Page text:
══════
Aspen Pharmacare Holdings Limited
- Type: Public
- Traded as: JSE: APN JSE Limited
- Industry: Health care, pharmaceutical industry
- Predecessor: Lennon Ltd
- Founded: 1850, public 1997, Durban, South Africa
- Headquarters: La Lucia Ridge, uMhlanga, KwaZulu-Natal, South Africa
- Key people: Stephen Saad (Group CE)
- Products: Specialty branded pharmaceuticals including steriles, injectables, oral solid dose, liquids, semi-solids, biologicals, active pharmaceutical ingredients
- Revenue: R 40,709,000,000 (FY 2023)
- Net income: R 16,811,000,000 (FY 2023)
- Total assets: R 134,284,000,000 (FY 2023)
- Total equity: R 86,236,000,000 (FY 2023)
- Number of employees: 9,100
- Website: www.aspenpharma.com

= Aspen Pharmacare =

Major pharmaceutical company in South Africa

Aspen Pharmacare Holdings Limited is a multinational pharmaceutical company headquartered in uMhlanga, South Africa. Founded in 1997, it listed on the Johannesburg Stock Exchange (JSE) in 1998, and purchased South African Druggists in 1999 before expanding into international markets. The largest pharmaceutical company in Africa through aggressive mergers and expansion, with major manufacturing sites in locations such as Gqeberha in South Africa, Bad Oldesloe in Germany, Notre-Dame-de-Bondeville in France, and Oss, Netherlands, Aspen is known for manufacturing and distributing branded pharmaceuticals as well as generic HIV/AIDS antiretrovirals (ARVs) and cancer medications. Among other products, Aspen has also been involved in manufacturing the Janssen COVID-19 vaccine through "fill and finish", and has the rights to sell the product under its own brand name Aspenovax. The company's revenue in 2022 was R38.6 billion (US$2.36 billion). In 2016, Aspen was fined for high prices on cancer drugs, and after an investigation Aspen committed to reduce prices for five years in the European Union.
══════
To do:
1. Write out the Aspen Pharmacare page word for word, everything from "- Products: Specialty" down to "40,709,000,000 (FY 2023)".
2. Please extend the Aspen Pharmacare page with the part that would come next after its final sentence.
The data after this point comes from a separate source.
══════
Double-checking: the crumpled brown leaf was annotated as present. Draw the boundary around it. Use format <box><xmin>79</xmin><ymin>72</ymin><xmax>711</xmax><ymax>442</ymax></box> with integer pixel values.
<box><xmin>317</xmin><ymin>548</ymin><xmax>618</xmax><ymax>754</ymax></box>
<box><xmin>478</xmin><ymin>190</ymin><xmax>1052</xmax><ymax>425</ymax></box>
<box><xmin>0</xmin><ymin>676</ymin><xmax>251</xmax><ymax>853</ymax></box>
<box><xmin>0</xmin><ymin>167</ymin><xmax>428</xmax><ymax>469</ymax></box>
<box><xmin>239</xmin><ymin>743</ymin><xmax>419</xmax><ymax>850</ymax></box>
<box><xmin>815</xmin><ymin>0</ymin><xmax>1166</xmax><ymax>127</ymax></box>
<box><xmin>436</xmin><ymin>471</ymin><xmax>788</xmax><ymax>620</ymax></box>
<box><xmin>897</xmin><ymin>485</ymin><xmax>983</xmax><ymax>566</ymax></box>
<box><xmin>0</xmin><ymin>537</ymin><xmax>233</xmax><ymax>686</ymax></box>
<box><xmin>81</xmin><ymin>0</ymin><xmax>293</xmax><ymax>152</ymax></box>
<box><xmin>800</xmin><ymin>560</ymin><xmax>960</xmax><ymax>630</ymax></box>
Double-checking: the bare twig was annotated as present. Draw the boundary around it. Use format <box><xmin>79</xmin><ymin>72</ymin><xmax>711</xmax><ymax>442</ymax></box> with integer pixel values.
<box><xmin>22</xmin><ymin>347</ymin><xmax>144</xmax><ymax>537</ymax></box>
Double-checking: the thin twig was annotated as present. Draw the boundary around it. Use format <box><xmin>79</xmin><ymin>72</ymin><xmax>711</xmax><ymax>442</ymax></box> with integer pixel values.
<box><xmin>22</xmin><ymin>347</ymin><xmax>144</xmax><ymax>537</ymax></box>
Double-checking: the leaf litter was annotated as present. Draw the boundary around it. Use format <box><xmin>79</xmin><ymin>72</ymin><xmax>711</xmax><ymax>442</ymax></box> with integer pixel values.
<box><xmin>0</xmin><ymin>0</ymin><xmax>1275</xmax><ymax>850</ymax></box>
══════
Numbered responses:
1.
- Products: Specialty branded pharmaceuticals including steriles, injectables, oral solid dose, liquids, semi-solids, biologicals, active pharmaceutical ingredients
- Revenue: R 40,709,000,000 (FY 2023)

2.
== History==
=== Founding and acquisitions (1997-2003)===
According to the company website, the legacy company behind Aspen Holdings was founded in 1850 by Berry Grey Lennon, an Irish chemist, who opened a drug store in Port Elizabeth, South Africa. In 1898, B.G. Lennon & Co. established itself as Lennon Ltd, and by 1930 it was the largest pharmaceutical company in the southern hemisphere. Mergers continued throughout the 1950s and 1960s. Lennon was listed on the Johannesburg Stock Exchange (JSE) in 1968, and in 1975 it started a research and development department to develop and register generic drugs.

Separate from Lennon, the originating Aspen company was founded in 1997 by South African businesspeople Stephen Saad, Gus Attridge, and Steve Sturlese, as well as a fourth shareholder. The business was initially located in Durban, South Africa. With backing from Investec, Aspen listed on the JSE in 1998. Aspen purchased South African Druggists (SAD) in 1999, the oldest pharmaceutical business in South Africa, for R2.4 billion in a hostile take over. SAD still owned a large manufacturing facility in Gqeberha and the Lennon home remedies brand.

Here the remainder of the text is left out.